— START OF EXCERPT PROVIDED —
Last I had shared the log and pcap corresponding to the case 1. i.e.,
pxe-service entries with tag:proxy with dhcp-boot .

Regards,
Shrenik

On Thu, 30 Sep, 2021, 16:17 Shrenik Bhura, <shrenik.bhura at gmail.com> wrote:

> > 1. seems to have wrong pcap file or it does not use configuration
> attached in linked archive. It seems it offers menu items from 2. archive
> with custom pxe-services.
>
> Apologies, there was definitely some mistake.
>
> We have applied the patch and tried with and without dhcp-no-override but
> it still fails to boot. Herein are the pcap and the logs for this case.
>
> https://drive.google.com/file/d/1-GvsId99FC8f8B2I0YaTVuje5385u4LC/view?usp=sharing
>
> Additionally, also included is the qemu pcap wherein it does boot
> successfully.
>
> On Wed, 29 Sept 2021 at 20:29, Petr Menšík <pemensik at redhat.com> wrote:
>
>> It is somehow hard to guess described results for each configuration (1.
— END OF EXCERPT PROVIDED —
— START OF INFORMATION GIVEN —
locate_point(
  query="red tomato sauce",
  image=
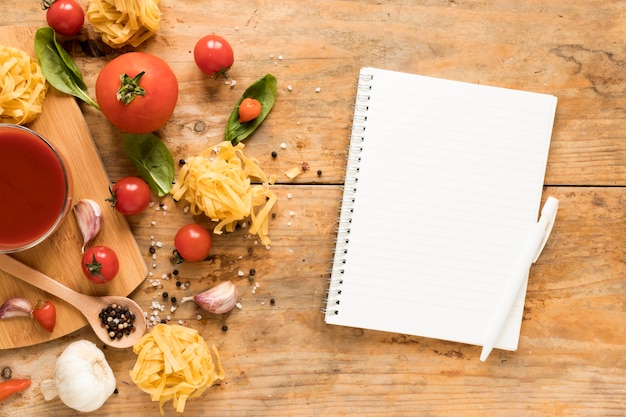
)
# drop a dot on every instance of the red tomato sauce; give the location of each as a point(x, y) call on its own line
point(33, 188)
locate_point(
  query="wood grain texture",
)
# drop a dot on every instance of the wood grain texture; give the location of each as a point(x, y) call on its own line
point(281, 359)
point(62, 123)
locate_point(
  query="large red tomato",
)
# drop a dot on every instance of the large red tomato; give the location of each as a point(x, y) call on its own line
point(137, 92)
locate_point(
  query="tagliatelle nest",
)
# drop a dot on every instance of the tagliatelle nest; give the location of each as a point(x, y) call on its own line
point(124, 22)
point(175, 363)
point(22, 86)
point(218, 183)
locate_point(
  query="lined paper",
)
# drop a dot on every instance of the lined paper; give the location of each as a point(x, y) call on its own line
point(444, 182)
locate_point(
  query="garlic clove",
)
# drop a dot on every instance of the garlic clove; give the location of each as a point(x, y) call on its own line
point(217, 300)
point(89, 218)
point(15, 307)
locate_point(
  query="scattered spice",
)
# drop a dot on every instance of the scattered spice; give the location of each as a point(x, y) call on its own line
point(118, 320)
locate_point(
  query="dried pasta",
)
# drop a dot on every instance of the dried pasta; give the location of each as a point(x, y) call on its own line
point(174, 363)
point(22, 86)
point(218, 183)
point(124, 22)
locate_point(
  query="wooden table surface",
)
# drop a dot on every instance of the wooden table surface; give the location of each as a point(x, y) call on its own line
point(280, 358)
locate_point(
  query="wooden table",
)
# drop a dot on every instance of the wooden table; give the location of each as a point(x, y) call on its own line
point(281, 358)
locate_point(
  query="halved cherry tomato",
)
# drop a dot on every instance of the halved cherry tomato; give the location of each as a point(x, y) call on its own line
point(130, 196)
point(249, 109)
point(214, 55)
point(100, 264)
point(193, 242)
point(46, 315)
point(137, 92)
point(66, 17)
— END OF INFORMATION GIVEN —
→ SHORT EXERCISE A:
From the mailing-list excerpt, list every distinct hyphenated configuration option name it mentions.
→ SHORT EXERCISE B:
In the mailing-list excerpt, which capture is described as the one where the system boots successfully?
→ SHORT EXERCISE C:
Reproduce a passage from the mailing-list excerpt: begin at the words that have "On Thu, 30 Sep, 2021, 16:17" and stop after "definitely some mistake.".
Draw only on the mailing-list excerpt, not on the entries.

→ CORRECT OUTPUT A:
pxe-service, dhcp-boot, dhcp-no-override

→ CORRECT OUTPUT B:
The qemu pcap.

→ CORRECT OUTPUT C:
On Thu, 30 Sep, 2021, 16:17 Shrenik Bhura, <shrenik.bhura at gmail.com> wrote:

> > 1. seems to have wrong pcap file or it does not use configuration
> attached in linked archive. It seems it offers menu items from 2. archive
> with custom pxe-services.
>
> Apologies, there was definitely some mistake.